Your goal: Where the string "stamp" appears in a line of the material below, copy that line.

The data:
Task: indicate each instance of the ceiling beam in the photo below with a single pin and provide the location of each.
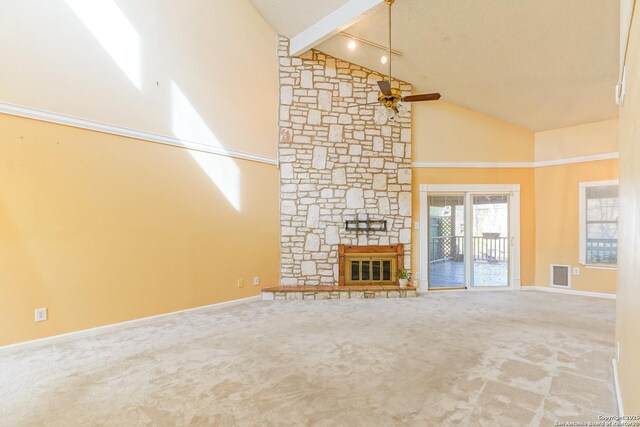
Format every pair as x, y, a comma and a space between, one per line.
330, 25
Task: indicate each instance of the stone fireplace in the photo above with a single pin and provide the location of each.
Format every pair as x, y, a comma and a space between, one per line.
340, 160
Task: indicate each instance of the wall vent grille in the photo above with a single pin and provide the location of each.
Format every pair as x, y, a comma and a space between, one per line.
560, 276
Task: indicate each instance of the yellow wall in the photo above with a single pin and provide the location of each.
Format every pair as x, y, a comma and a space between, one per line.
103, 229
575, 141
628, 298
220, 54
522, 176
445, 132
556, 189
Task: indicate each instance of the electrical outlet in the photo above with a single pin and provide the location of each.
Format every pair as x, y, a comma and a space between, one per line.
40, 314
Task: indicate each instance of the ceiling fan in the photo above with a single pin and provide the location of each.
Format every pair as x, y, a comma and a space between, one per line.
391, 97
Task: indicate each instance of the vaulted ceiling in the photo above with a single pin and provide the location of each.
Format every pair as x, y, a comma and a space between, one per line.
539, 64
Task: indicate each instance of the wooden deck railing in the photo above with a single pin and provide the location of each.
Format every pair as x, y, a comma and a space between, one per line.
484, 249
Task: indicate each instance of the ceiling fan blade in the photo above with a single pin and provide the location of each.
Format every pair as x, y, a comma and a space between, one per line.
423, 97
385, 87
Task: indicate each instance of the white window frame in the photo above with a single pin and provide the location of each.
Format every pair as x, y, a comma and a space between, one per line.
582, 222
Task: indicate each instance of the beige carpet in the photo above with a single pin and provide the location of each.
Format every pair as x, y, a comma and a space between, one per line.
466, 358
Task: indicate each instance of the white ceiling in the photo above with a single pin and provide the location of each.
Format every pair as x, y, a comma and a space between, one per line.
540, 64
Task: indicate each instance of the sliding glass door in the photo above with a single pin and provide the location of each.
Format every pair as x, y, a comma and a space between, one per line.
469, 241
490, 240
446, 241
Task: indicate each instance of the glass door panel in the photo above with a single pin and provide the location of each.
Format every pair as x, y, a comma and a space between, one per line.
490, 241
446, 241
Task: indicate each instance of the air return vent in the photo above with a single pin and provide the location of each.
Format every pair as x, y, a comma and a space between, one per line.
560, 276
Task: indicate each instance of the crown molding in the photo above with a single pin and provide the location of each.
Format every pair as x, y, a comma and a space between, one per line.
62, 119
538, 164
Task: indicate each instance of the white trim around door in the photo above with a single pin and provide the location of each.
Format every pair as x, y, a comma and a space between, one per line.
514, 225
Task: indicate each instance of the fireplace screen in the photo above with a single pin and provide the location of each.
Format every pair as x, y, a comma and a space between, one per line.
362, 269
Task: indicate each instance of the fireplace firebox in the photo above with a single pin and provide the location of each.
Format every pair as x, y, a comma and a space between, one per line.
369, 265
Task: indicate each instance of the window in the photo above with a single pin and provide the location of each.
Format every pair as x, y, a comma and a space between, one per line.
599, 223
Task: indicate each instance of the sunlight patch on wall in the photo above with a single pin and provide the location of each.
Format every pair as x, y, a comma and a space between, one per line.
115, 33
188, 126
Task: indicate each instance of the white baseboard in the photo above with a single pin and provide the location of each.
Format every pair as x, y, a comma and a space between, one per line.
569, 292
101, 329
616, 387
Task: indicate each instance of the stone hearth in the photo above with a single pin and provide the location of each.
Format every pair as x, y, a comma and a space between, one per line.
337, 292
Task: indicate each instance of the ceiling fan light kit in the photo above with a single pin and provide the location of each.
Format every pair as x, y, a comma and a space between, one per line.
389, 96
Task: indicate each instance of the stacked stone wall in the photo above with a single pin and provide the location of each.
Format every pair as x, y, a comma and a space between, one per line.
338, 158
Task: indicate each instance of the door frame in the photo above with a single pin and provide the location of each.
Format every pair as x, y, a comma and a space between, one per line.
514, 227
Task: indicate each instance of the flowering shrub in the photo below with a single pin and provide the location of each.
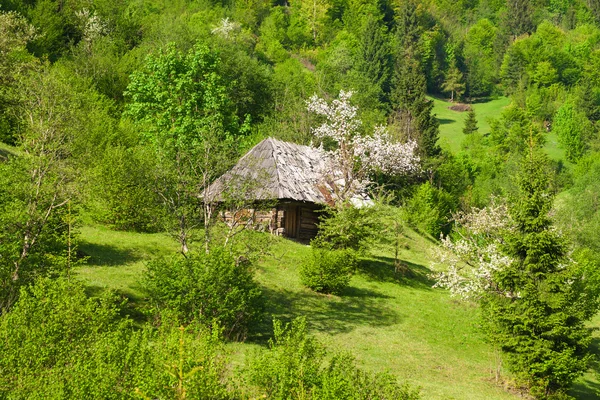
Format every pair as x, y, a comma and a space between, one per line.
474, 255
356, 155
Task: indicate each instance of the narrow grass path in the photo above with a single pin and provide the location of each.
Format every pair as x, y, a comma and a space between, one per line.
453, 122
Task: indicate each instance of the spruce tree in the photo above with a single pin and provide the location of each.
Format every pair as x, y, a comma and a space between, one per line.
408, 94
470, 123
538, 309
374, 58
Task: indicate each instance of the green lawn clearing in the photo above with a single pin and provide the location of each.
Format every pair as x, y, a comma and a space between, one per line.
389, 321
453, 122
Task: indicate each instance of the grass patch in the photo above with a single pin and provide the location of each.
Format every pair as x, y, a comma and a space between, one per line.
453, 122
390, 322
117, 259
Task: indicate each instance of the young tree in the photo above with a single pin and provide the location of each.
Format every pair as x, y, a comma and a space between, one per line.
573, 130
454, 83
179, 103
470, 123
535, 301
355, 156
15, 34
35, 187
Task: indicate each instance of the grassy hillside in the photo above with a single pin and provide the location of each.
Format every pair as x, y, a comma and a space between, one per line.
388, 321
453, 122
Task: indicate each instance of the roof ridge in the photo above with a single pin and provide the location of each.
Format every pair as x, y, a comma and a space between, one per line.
--
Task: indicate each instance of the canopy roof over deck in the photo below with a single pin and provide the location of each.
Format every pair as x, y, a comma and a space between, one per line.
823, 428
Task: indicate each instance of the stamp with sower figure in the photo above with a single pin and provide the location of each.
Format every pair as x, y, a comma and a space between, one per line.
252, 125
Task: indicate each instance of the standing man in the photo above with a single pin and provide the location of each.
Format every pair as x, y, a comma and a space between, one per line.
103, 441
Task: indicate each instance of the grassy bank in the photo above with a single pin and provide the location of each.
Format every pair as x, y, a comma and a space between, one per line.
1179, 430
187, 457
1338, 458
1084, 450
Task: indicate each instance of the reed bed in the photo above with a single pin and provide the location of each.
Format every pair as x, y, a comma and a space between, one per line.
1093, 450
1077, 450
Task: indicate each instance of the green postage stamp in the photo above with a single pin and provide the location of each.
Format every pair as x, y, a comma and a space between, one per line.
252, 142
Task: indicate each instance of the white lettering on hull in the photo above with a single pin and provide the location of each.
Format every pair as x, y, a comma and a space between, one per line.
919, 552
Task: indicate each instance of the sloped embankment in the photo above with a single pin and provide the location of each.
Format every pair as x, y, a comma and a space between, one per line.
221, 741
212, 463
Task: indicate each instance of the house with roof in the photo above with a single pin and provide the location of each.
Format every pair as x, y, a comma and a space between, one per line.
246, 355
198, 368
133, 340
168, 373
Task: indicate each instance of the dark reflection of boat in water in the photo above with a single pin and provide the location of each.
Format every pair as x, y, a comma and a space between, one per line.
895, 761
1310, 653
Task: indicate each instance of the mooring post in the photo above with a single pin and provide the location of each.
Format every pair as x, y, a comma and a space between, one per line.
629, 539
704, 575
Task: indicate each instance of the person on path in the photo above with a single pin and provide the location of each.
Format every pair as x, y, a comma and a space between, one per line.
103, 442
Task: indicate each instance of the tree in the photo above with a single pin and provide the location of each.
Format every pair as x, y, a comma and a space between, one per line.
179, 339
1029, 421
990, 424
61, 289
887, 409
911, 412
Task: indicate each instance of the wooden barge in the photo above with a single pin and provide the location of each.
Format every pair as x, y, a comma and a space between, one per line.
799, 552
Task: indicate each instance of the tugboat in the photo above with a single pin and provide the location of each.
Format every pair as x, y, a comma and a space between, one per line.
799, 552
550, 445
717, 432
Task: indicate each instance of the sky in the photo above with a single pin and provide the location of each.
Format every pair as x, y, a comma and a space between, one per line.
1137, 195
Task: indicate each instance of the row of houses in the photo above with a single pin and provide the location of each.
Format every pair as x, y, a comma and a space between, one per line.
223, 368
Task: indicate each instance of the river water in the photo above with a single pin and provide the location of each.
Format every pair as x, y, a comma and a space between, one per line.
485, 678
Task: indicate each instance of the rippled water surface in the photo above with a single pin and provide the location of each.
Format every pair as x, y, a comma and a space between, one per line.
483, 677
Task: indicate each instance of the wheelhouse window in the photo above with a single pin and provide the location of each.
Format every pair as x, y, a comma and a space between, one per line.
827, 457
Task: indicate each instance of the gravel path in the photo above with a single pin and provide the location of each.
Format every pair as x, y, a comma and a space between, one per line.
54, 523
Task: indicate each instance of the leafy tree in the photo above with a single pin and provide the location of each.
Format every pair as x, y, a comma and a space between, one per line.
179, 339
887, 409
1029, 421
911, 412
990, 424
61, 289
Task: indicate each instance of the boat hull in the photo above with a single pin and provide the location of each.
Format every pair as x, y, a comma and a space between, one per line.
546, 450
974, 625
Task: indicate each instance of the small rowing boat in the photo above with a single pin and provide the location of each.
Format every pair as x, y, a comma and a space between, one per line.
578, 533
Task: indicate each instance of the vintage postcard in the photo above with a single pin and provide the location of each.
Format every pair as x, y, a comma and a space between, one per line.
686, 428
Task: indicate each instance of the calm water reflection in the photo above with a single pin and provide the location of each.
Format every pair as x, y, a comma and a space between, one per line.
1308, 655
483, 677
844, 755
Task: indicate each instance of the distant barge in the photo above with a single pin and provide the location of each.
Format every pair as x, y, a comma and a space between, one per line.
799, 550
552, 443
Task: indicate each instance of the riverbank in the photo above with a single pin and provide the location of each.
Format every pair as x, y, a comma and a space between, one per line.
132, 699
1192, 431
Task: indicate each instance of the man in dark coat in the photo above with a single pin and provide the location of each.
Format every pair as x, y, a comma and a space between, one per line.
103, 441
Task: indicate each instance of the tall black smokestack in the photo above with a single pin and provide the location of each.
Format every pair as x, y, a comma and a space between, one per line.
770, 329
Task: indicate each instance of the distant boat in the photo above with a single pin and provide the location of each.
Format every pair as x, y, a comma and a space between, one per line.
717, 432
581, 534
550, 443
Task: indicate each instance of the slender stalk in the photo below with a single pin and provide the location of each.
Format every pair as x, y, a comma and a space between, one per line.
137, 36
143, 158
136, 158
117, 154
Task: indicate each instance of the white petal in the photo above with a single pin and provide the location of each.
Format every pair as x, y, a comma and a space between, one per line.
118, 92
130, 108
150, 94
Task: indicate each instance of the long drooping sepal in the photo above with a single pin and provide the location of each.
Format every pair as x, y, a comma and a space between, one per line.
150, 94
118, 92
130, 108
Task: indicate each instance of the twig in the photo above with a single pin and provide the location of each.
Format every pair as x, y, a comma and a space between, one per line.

Answer below:
Task: indicate each instance of the stamp with sower figure in the photo above with a single pin and provide the location of each.
Task: indicate each instance of the green postage stamp in the photo above with a single pin and provide the location of each.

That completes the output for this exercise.